[DOCUMENT SEGMENT Boundary: Start]
Abby wants more than three.  She has one fallopian tube left and a uterus covered in scar tissue, but she is trying.  (29)
 Wait.  Wait.  I hadn't even thought of this.  I already have so much going against me, and now, two scars.  I'd loved the one on the outside so much; the one on the inside, such an unfriendly place to latch.  I've been hoping for a third.

My water broke at the beginning of labor.  Our midwives in Main this time said, 'We would want to know why your water bag broke.  We would fix that with nutrition.  This time that won't happen first."  (33)
Let me go back.  Let me eat my way into a different labor.  I'll eat nothing but kale, straight from the dirt.  This conversation makes me feel desperate, looking back.

You said, 'It seems cruel now to make women birth on land.  And I said, 'That's what I said to you.'
Yes.

For my birthday this year you got me homebirthing, lactivist comic books by a feminist artist who calls herself Hathor, after the Egyption goddess of fertility, women, children, midwives, and childbirth.
I wrote about about Diana.  I wear oak leaves in my hair.

Following Queen Victoria's life-long mourning of her own children, the Victorians made an art of memorializing and keeping close their dead, in the form of jewelry, crafts, and photographs.  Secure the shadow.  (53)
Sue made tchotchkes from the flowers at Jim's funeral.  I have a bookmark; the boys got keychains.  I mistake them sometimes for the ashes.  I think of the tattoos that have been done with pet's ashes.  Gatsby sits on a bookshelf.

Ilana said, 'Never use the expression 'rule of thumb.'  It comes from an old English law that allowed a man to beat his wife with a stick as long as it was no thicker than his thumb.  (87)
I think of switches.  Of the way willows dissolve into fight.

In a herd, the female elephants form a circle around the elephant who is laboring and hold the space while she births.  They don't intervene in any way; they are the doulas.  (98)
[DOCUMENT SEGMENT Boundary: End]
[DATASET EXCERPTS Boundary: Start]
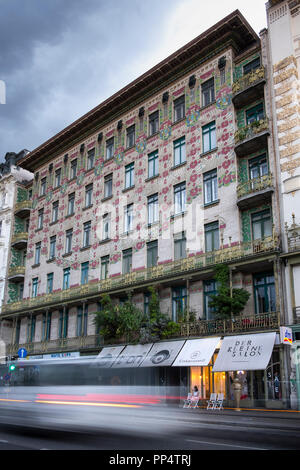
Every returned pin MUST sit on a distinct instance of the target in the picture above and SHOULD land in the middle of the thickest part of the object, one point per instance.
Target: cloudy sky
(61, 58)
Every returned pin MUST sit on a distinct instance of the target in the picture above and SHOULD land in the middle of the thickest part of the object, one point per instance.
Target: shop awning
[DATASET EXCERPTS Boundary: End]
Rewrite the section of the childbirth passage that begins with the words containing "Let me go back.  Let" and ends with "desperate, looking back.", replacing "kale" with "spinach".

**EXERCISE ANSWER**
Let me go back.  Let me eat my way into a different labor.  I'll eat nothing but spinach, straight from the dirt.  This conversation makes me feel desperate, looking back.